> Work request: Copy out again, unchanged, the listing below from the line that has "Each instance of the rocky" through the line that has "Each instance of the shrub".
────────────────────────────────────────
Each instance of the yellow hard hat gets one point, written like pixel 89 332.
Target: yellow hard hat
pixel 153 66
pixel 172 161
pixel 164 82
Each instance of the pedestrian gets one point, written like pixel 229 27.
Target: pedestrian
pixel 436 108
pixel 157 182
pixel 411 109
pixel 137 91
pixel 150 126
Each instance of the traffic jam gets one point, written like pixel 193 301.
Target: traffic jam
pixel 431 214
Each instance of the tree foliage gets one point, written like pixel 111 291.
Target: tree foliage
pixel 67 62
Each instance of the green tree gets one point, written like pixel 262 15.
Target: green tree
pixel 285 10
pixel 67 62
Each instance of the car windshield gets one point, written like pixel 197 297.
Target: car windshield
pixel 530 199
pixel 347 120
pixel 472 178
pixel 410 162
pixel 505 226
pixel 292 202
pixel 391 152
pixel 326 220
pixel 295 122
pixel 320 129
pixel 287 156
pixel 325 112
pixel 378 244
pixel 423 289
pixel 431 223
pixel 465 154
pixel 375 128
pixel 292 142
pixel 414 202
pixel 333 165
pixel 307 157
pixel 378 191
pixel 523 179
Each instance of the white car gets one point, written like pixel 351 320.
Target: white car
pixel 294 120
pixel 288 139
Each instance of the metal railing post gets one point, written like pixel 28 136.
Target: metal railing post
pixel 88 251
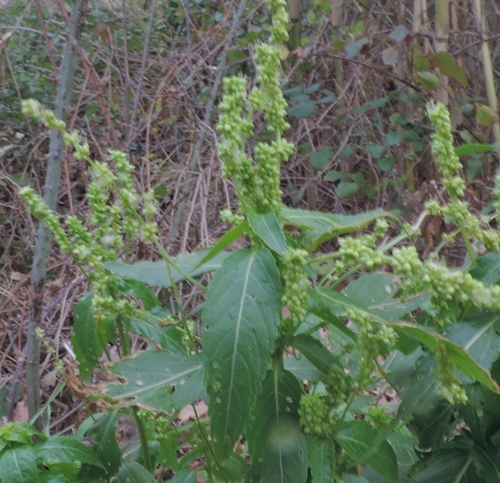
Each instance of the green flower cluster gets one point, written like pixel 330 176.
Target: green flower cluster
pixel 296 288
pixel 338 386
pixel 257 181
pixel 316 416
pixel 445 373
pixel 371 343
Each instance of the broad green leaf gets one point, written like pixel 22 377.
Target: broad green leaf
pixel 104 443
pixel 18 465
pixel 479 337
pixel 230 237
pixel 468 149
pixel 320 227
pixel 376 292
pixel 459 357
pixel 158 379
pixel 322 459
pixel 427 80
pixel 346 190
pixel 135 473
pixel 268 230
pixel 85 329
pixel 240 323
pixel 487 268
pixel 315 352
pixel 302 110
pixel 65 449
pixel 448 66
pixel 156 274
pixel 276 441
pixel 320 159
pixel 361 442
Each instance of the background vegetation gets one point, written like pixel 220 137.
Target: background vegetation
pixel 357 77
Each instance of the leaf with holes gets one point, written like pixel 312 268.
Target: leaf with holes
pixel 240 323
pixel 158 379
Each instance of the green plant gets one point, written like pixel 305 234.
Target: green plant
pixel 302 398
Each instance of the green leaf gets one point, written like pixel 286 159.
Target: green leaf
pixel 104 443
pixel 135 473
pixel 354 48
pixel 315 352
pixel 65 449
pixel 468 149
pixel 399 33
pixel 427 80
pixel 479 337
pixel 320 227
pixel 230 237
pixel 448 66
pixel 275 439
pixel 319 160
pixel 240 323
pixel 346 190
pixel 18 465
pixel 322 458
pixel 85 329
pixel 156 274
pixel 302 110
pixel 158 379
pixel 268 230
pixel 361 442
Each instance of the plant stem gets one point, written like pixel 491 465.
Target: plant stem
pixel 144 439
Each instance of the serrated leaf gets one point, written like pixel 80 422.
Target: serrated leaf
pixel 399 33
pixel 268 230
pixel 230 237
pixel 135 473
pixel 302 110
pixel 485 115
pixel 322 459
pixel 104 443
pixel 360 441
pixel 320 159
pixel 65 449
pixel 448 66
pixel 18 465
pixel 320 227
pixel 427 80
pixel 240 323
pixel 156 274
pixel 315 352
pixel 390 56
pixel 276 441
pixel 158 379
pixel 85 329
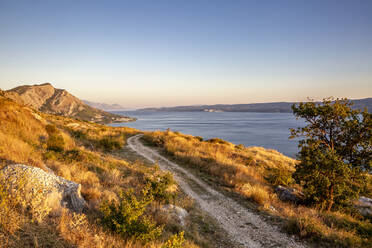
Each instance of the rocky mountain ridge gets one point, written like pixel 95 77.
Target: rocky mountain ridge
pixel 46 98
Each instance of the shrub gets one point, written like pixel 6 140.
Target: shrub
pixel 158 187
pixel 127 218
pixel 109 143
pixel 175 241
pixel 279 176
pixel 56 143
pixel 51 129
pixel 335 152
pixel 218 141
pixel 73 155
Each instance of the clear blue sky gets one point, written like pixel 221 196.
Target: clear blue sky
pixel 162 53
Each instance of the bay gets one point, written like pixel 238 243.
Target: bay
pixel 269 130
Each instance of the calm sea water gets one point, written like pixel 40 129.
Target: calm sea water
pixel 269 130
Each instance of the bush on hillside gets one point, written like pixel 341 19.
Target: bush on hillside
pixel 335 152
pixel 277 176
pixel 159 186
pixel 110 143
pixel 218 141
pixel 175 241
pixel 56 143
pixel 128 219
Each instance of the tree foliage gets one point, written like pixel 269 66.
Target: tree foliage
pixel 335 153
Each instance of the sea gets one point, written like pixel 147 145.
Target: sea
pixel 269 130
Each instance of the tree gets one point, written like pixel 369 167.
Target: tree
pixel 336 152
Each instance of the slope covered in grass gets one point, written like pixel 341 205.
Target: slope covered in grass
pixel 88 154
pixel 252 173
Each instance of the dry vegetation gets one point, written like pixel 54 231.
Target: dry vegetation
pixel 251 173
pixel 82 152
────────────────────────────────────────
> Result below:
Each instance of the rocky mountain ridge gets one point, written like pixel 95 77.
Target: rocky mountain ridge
pixel 46 98
Each instance of the shrub gets one point, written like pixel 6 140.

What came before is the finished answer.